● **WHAT NEEDS TO BE DONE**
Copy only those lines which run from the line containing "the dark rock" to the end of the entries below, both inclusive, exactly as written and with no pictures.
----------
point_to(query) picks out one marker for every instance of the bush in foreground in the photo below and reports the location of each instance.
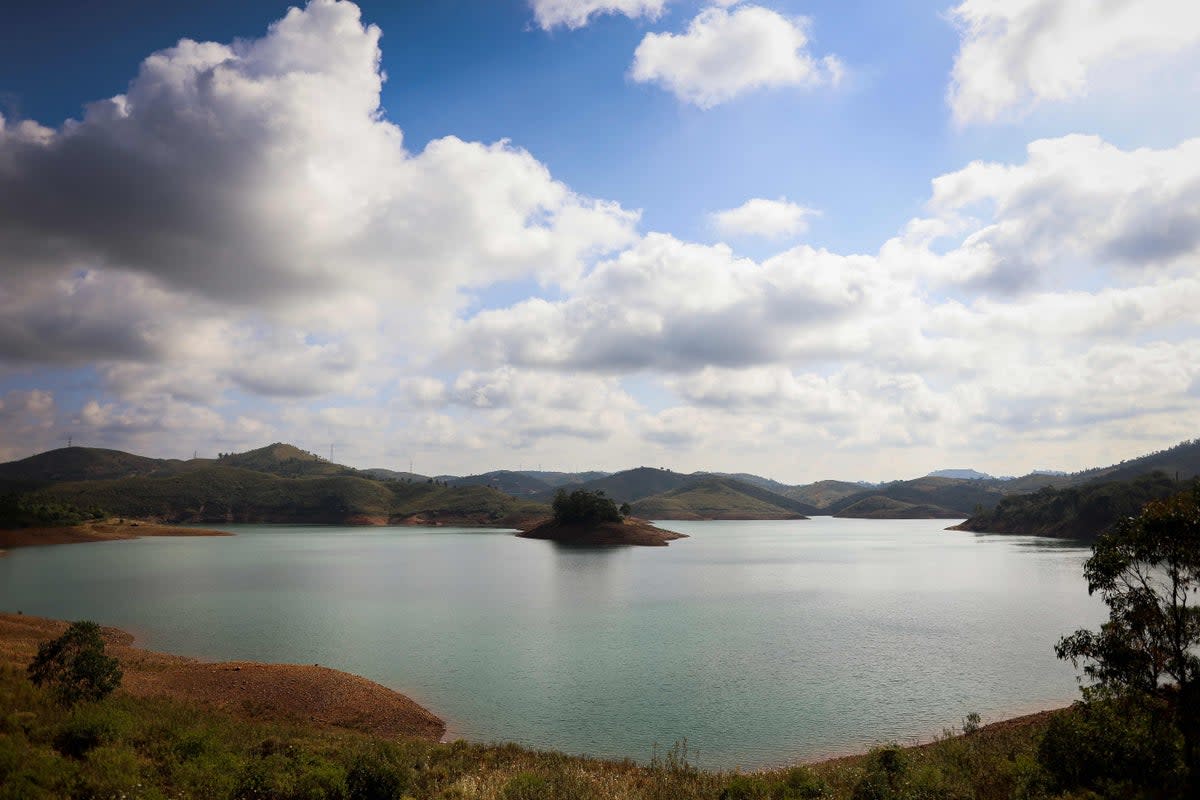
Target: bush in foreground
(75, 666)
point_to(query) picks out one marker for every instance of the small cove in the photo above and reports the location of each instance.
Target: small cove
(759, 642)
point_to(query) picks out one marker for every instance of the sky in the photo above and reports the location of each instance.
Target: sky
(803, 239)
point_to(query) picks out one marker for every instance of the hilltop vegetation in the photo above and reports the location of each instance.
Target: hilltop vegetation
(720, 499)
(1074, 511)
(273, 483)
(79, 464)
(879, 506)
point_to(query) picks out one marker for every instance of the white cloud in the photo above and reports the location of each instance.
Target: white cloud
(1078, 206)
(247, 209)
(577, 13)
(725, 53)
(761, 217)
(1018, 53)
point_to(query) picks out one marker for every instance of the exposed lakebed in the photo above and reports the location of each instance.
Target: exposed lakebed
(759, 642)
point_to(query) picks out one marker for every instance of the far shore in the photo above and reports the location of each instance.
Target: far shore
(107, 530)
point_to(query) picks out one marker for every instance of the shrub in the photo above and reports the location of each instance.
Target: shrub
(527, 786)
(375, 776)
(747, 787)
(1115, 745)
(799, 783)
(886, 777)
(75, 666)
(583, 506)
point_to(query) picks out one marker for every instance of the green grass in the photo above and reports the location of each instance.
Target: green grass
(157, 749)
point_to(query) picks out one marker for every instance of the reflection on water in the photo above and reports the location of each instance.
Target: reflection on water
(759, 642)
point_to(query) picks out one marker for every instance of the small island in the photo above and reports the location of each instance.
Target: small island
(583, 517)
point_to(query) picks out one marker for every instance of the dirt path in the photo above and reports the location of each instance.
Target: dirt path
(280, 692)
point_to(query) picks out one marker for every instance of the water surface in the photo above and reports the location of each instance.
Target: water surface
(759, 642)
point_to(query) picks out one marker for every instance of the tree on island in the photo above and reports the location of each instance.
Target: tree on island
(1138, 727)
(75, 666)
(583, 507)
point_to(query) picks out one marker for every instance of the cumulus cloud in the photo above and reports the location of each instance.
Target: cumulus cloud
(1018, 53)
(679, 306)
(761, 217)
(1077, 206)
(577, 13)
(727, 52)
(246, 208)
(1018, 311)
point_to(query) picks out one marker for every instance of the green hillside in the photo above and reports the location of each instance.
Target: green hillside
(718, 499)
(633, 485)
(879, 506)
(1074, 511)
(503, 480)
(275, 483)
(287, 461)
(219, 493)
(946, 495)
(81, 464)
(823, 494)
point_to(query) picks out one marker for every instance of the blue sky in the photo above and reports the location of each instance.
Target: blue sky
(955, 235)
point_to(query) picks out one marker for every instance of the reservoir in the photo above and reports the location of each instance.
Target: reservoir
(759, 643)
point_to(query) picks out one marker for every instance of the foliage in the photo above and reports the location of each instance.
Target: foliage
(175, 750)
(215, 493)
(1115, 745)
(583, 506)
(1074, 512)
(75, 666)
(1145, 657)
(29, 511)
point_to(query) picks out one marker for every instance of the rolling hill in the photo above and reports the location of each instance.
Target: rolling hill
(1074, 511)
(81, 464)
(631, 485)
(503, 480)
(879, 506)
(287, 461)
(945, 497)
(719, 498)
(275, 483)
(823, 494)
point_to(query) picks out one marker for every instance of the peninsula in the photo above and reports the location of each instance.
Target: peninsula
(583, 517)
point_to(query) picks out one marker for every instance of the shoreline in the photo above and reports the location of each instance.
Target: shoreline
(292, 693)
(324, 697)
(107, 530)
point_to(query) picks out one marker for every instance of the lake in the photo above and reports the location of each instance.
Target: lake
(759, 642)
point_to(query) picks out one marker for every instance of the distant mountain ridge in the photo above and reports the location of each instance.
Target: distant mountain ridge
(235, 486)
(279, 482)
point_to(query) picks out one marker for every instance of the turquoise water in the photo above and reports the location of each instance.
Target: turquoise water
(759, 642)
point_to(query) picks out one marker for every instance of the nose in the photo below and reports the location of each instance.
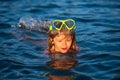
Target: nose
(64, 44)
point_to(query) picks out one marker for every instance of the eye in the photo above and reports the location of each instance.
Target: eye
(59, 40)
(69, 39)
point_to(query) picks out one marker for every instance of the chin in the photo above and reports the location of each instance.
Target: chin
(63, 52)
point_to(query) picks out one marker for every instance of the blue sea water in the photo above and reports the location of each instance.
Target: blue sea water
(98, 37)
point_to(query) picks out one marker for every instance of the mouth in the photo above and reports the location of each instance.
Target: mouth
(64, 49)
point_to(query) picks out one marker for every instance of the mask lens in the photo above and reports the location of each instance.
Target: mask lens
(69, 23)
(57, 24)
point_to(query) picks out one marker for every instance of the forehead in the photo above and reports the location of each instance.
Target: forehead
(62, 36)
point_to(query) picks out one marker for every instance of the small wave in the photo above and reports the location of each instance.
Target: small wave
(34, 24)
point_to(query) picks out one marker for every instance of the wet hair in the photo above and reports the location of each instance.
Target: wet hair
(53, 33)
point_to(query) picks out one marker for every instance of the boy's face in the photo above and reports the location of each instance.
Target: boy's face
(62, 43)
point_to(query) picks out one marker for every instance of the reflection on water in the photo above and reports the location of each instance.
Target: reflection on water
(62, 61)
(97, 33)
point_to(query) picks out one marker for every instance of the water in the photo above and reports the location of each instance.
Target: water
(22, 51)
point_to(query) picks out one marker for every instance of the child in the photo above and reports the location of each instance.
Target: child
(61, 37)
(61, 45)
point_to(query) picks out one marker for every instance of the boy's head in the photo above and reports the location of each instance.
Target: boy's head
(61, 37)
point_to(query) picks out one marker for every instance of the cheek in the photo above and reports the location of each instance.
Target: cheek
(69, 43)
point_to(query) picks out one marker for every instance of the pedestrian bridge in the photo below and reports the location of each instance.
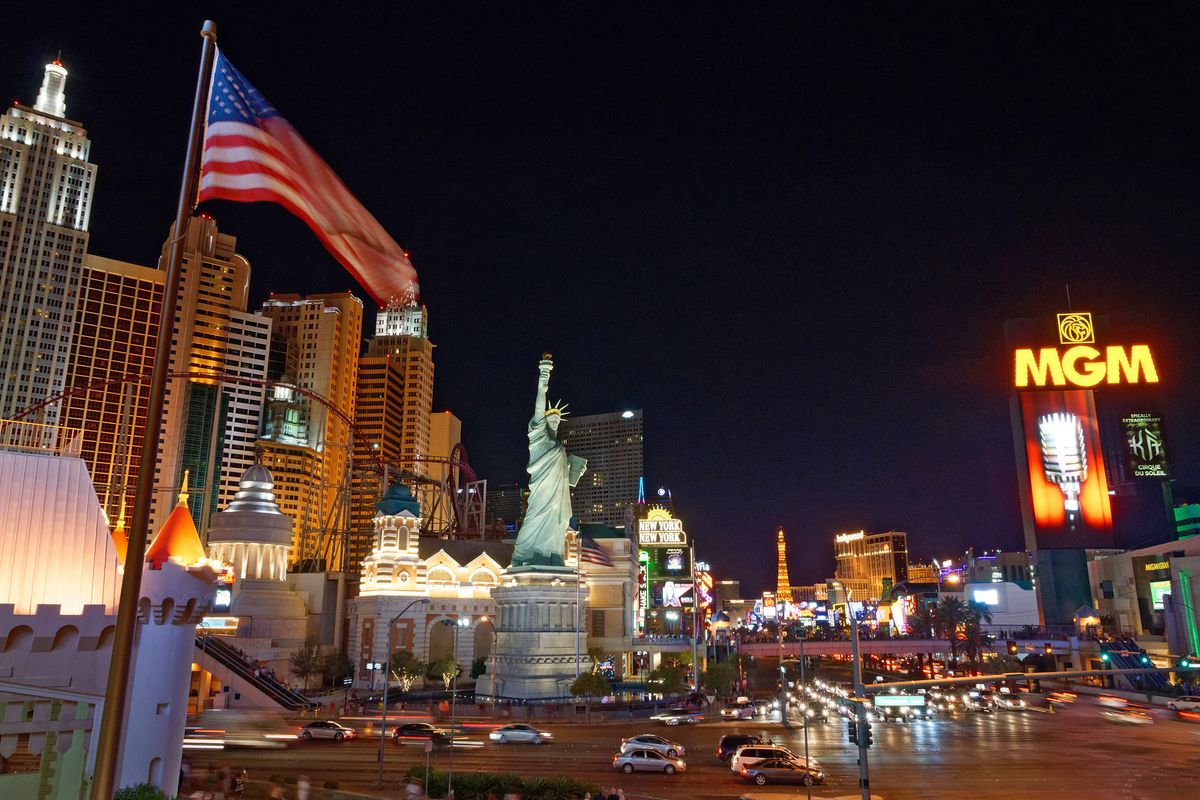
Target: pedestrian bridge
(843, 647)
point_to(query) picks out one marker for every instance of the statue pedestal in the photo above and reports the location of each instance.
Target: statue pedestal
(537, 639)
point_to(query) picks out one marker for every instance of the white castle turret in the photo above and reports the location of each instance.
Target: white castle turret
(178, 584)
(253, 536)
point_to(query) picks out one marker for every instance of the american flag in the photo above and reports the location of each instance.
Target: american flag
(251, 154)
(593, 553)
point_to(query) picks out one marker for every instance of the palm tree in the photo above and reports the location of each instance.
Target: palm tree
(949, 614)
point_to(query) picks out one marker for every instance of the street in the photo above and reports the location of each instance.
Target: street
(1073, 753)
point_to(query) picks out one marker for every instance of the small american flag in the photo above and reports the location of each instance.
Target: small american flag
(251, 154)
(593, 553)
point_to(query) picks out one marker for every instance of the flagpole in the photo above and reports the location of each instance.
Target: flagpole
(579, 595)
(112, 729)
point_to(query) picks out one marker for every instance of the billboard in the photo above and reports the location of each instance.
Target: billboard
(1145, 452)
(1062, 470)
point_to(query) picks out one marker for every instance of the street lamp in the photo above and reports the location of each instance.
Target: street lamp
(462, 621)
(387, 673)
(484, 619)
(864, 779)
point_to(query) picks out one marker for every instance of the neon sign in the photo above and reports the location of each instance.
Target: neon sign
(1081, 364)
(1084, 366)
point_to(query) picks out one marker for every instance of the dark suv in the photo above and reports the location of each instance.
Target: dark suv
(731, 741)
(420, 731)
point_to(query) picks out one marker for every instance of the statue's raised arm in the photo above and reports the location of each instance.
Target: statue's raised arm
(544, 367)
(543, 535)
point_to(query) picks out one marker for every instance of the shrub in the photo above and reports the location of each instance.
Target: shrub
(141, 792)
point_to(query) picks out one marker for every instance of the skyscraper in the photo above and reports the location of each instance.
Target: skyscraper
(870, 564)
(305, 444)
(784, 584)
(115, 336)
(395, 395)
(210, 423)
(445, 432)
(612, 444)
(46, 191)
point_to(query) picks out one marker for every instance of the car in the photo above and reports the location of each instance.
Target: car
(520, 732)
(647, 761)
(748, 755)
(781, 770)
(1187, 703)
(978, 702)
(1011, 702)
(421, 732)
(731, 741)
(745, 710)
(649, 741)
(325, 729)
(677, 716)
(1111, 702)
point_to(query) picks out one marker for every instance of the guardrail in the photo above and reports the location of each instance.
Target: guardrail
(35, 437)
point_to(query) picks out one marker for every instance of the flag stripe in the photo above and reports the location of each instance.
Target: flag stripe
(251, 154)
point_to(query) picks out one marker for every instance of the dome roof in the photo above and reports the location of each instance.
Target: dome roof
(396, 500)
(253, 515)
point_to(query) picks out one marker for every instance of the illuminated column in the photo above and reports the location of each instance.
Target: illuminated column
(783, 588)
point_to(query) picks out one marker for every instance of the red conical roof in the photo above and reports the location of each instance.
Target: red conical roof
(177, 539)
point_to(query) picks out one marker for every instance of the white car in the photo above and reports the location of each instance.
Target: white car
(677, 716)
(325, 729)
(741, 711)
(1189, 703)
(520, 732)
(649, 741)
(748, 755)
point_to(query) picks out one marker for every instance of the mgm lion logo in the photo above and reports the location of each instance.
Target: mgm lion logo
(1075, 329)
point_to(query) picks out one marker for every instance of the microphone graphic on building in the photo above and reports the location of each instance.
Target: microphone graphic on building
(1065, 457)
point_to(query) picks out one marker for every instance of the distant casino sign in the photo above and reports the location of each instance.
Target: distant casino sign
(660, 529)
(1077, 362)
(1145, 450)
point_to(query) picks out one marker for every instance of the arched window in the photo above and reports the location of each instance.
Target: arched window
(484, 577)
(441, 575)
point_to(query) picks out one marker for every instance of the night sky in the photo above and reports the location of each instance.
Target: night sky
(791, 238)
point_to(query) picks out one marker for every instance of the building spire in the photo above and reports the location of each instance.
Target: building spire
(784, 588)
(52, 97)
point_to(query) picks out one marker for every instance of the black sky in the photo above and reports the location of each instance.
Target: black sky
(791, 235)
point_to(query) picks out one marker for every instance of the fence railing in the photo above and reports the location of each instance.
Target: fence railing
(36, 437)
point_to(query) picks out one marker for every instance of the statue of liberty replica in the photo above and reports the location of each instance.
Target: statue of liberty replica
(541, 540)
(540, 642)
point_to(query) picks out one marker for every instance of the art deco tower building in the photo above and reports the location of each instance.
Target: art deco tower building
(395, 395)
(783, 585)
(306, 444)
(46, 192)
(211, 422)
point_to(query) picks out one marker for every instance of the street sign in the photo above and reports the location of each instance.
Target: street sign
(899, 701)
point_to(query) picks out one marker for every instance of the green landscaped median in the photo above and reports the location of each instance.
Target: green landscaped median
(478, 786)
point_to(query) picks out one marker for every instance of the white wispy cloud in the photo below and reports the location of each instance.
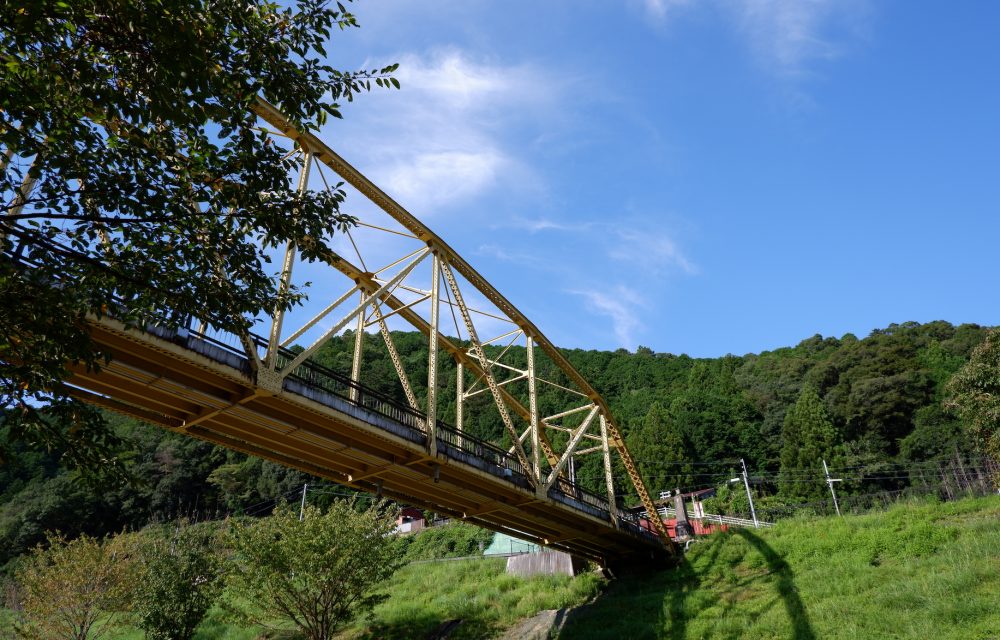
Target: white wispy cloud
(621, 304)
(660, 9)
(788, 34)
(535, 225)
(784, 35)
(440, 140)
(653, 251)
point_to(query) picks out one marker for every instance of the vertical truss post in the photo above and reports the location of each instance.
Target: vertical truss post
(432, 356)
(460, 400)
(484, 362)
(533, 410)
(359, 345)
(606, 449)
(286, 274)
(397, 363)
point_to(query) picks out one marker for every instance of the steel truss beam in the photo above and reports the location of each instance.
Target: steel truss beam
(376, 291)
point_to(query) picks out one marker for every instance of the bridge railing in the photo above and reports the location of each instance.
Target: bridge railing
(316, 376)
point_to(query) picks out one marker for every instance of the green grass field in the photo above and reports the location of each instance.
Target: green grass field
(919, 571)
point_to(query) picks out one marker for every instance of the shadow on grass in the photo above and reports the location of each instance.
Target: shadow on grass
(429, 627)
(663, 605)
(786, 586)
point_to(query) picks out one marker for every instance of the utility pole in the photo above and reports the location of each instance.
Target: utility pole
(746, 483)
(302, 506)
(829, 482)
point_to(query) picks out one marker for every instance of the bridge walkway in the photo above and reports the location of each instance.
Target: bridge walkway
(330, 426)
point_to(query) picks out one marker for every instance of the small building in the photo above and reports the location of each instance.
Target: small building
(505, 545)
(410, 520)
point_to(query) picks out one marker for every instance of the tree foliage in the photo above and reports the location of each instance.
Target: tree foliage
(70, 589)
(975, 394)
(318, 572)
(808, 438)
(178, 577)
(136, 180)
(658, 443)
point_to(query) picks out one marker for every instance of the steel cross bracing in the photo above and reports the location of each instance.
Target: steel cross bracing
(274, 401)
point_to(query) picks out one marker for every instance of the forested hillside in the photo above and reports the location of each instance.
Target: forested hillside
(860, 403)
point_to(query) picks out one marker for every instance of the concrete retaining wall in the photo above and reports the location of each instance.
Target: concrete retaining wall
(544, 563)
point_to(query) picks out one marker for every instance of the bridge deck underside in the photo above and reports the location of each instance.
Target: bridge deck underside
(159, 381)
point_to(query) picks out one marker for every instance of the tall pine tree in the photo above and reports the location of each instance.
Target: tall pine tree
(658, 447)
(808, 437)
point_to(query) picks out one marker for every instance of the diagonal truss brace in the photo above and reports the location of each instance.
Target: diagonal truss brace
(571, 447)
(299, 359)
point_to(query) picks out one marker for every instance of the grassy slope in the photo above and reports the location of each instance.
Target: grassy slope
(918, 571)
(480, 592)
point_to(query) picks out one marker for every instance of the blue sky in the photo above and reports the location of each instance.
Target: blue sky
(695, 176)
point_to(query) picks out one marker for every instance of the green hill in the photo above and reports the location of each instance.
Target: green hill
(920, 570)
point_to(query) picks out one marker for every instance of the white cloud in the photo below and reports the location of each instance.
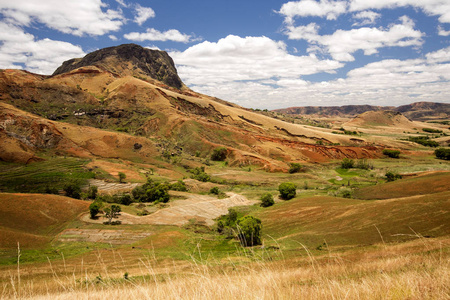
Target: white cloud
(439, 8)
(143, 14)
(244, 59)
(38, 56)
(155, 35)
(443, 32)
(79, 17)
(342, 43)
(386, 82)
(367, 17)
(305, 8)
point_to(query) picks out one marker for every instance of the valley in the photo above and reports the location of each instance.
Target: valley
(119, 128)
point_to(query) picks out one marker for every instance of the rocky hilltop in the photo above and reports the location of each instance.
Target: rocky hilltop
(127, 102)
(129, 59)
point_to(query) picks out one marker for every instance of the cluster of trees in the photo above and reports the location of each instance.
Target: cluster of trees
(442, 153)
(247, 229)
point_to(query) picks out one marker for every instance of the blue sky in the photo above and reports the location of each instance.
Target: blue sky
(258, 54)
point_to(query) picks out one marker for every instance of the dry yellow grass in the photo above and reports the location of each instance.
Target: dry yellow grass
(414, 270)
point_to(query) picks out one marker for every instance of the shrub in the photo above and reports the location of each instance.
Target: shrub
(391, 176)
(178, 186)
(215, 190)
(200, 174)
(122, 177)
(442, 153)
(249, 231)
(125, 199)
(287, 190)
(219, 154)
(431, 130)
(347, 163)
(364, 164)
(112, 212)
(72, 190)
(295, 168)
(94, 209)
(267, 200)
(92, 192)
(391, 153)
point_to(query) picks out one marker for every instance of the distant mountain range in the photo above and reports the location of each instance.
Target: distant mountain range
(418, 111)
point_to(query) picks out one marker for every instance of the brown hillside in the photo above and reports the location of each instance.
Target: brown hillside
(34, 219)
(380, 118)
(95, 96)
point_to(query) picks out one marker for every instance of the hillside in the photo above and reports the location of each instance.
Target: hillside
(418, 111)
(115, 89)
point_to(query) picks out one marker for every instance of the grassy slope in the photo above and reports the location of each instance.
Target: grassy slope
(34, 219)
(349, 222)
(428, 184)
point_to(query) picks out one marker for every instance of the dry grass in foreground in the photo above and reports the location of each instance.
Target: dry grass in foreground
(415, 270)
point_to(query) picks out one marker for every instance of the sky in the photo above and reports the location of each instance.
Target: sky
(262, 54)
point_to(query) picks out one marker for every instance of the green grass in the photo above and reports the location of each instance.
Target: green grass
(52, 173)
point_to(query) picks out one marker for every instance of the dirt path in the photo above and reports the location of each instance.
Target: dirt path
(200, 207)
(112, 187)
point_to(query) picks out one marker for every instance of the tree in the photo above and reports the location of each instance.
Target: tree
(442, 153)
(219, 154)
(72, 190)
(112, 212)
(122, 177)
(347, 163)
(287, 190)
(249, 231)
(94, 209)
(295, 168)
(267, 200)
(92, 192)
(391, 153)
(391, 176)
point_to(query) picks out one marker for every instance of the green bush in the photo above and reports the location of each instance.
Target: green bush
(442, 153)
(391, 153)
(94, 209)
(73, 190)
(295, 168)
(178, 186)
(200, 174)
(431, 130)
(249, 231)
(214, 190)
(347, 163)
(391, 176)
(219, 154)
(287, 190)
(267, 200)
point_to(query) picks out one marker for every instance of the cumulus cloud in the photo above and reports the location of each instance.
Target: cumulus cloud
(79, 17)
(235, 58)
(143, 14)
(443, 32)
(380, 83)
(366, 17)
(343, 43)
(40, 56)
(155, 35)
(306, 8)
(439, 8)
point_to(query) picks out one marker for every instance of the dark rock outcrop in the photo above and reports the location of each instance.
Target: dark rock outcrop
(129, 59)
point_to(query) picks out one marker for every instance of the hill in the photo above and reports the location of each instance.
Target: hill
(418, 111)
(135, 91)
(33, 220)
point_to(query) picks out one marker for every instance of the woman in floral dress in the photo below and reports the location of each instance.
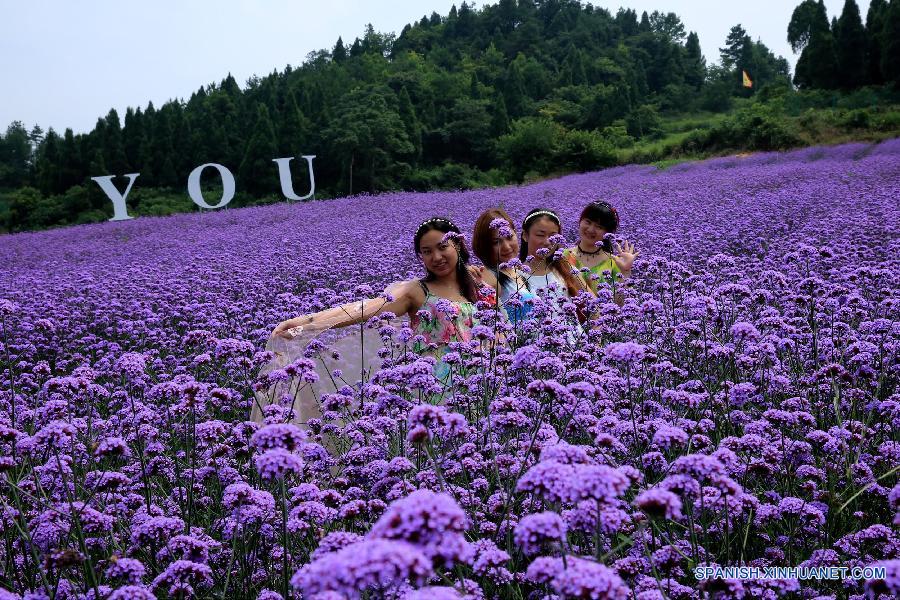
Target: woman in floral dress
----------
● **CORRECT RESPONSE**
point_to(query) picks out one marker for every instance of the dark rock outcrop in the photo above and reports the location of each instance.
Target: dark rock outcrop
(129, 59)
point_to(query) picks out one marker for every instance of the hill in the photo above and reports the location of each instance.
Target: hill
(418, 111)
(135, 91)
(33, 220)
point_to(query) picks out one marker for every instance of the woman in floral dress in the photo below and reports the location of each instance.
Target: woman in floral dress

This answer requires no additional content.